## Begin RAW DATA

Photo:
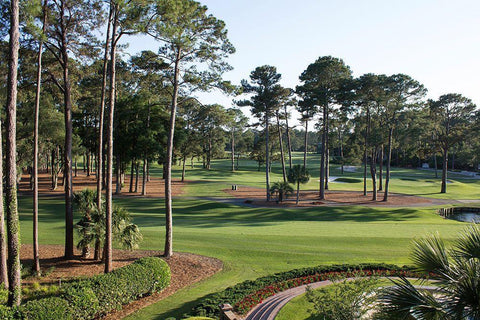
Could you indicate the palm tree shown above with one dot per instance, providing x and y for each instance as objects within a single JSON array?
[
  {"x": 298, "y": 174},
  {"x": 282, "y": 189},
  {"x": 91, "y": 226},
  {"x": 458, "y": 273}
]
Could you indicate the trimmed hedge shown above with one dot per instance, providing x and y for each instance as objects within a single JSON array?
[
  {"x": 98, "y": 295},
  {"x": 208, "y": 307}
]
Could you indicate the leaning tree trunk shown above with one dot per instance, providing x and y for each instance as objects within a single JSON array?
[
  {"x": 305, "y": 144},
  {"x": 168, "y": 251},
  {"x": 444, "y": 171},
  {"x": 327, "y": 152},
  {"x": 373, "y": 173},
  {"x": 233, "y": 153},
  {"x": 13, "y": 227},
  {"x": 389, "y": 160},
  {"x": 101, "y": 118},
  {"x": 289, "y": 142},
  {"x": 144, "y": 178},
  {"x": 36, "y": 255},
  {"x": 322, "y": 159},
  {"x": 282, "y": 156},
  {"x": 380, "y": 175},
  {"x": 267, "y": 155},
  {"x": 109, "y": 202}
]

## End RAW DATA

REQUIREMENT
Rewrite all the rows, replacing "shown above" with "pictured above" and leaving everything else unchanged. Omit the pictures from your output.

THE OUTPUT
Photo:
Could you indicate the palm tree pictured above with one dot per instance, providing x and y for each instance as objects within a single JSON array?
[
  {"x": 298, "y": 174},
  {"x": 282, "y": 189},
  {"x": 91, "y": 226},
  {"x": 458, "y": 273}
]
Could you indicate the trimmed hedge pictured above with one dot per instance, providing x and y for each instance as objects within a single JSON array?
[
  {"x": 98, "y": 295},
  {"x": 208, "y": 307}
]
Could you indicate the leaning tree trunk pictured above with one dot per instance, providing x and y for each instance as objects within a single JSON array?
[
  {"x": 305, "y": 144},
  {"x": 168, "y": 251},
  {"x": 444, "y": 171},
  {"x": 327, "y": 152},
  {"x": 373, "y": 173},
  {"x": 233, "y": 153},
  {"x": 13, "y": 227},
  {"x": 389, "y": 160},
  {"x": 101, "y": 118},
  {"x": 289, "y": 142},
  {"x": 144, "y": 178},
  {"x": 36, "y": 255},
  {"x": 322, "y": 159},
  {"x": 282, "y": 156},
  {"x": 380, "y": 175},
  {"x": 267, "y": 155},
  {"x": 109, "y": 202}
]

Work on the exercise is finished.